Directions for this task.
Revise the excerpt on innovation in agribusiness, starting with "Are you a startup" and going on through "apply at deborah.payne@agricouncil.org.", and replace "smallholder farmer" with "small-scale farmer".

Document excerpt.
Begin

We should all be constantly innovating in our businesses. We need to allocate a few hours a month to look at our operations, products and competition to see what we can do to be the leader of our game.

Innovation needs not be a huge change, small increments of change can have a large effect on our profits or sales.

Have a look at your waste, see if this can be sold to a company for using as an input for a product even if they don’t pay you but come and fetch this will save you time and the worries of disposal of the waste. I was very impressed with a Columbian company who are making food trays which are disposable a by using the pineapple tops from a canning company. They fetch the waste from the canning company, pineapple which is rich in fibre is combined with recycled paper made into pulp they turnout thousands of disposable food service plates a day. These plates if placed in the garden disintegrate as they sprout. They have created jobs and the machinery is basic hand fed.



Adding design thinking to waste

It could be that a farmer growing cabbages has only a market for three quarters of the crop. The balance can be bottled into a long life product and sold into the community. Youth have a wealth of creative juices for solutions, these can be harnessed to create solutions through innovative actions. There are many innovations one is to have small mobile factories that work off solar and diesel can help to process produce to add shelf-life and value to the farmers produce. The farmer can be an agroprocessor and can sell these products to their local community increasing their income by adding value to their basic crops.



Let’s expand our thoughts and relook at all aspects of our production and see where we can upcycle. When a farmer adds value to the carrots he grows and cleans it and packs it into bags ready for sale in the store. How about carrot tops? Now how about taking the carrot tops that are filled with vitamins and minerals. They are a bit bitter with a quick blanche in hot water this can be solved serve them in salad or chopped into cabbage or mix into your carrot dish they make a good partner. Even a carrot top pesto can be made and added to your pasta, sandwiches or be creative.


Conclusion

John Howkins a London Business School study cited that design thinking has a proven return on investment. In his book, “The Creative Economy: How People Make Money From Ideas,” it says “for every 1 percent of sales devoted to product design and development a company’s sales and profits will rise on average by 3–4 percent a year for five years.”

So let’s set aside some time every month with your team to be creative with many benefits in the long run.

Calls for beneficiaries, sponsors and buyers


Are you a startup agribusiness? Are you a smallholder farmer? Do you need support to take your business to the next level? Contact Debbie Payne to share your story and apply at deborah.payne@agricouncil.org.

End

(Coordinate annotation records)
Begin

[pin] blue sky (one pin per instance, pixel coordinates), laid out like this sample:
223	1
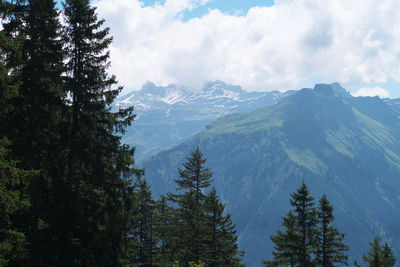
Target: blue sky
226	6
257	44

End
Begin

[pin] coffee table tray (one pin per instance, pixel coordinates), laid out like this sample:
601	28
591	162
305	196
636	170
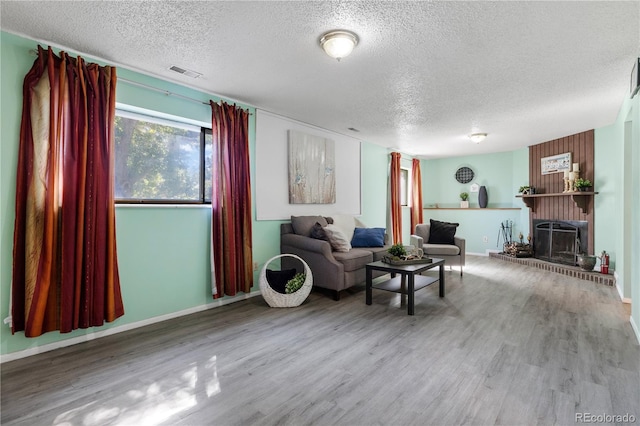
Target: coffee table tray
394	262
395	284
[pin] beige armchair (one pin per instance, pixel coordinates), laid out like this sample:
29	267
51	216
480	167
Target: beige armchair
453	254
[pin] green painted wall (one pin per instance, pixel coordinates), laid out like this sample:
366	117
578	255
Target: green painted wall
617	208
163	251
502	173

End

Exercise solution.
Are you a startup agribusiness? Are you a small-scale farmer? Do you need support to take your business to the next level? Contact Debbie Payne to share your story and apply at deborah.payne@agricouncil.org.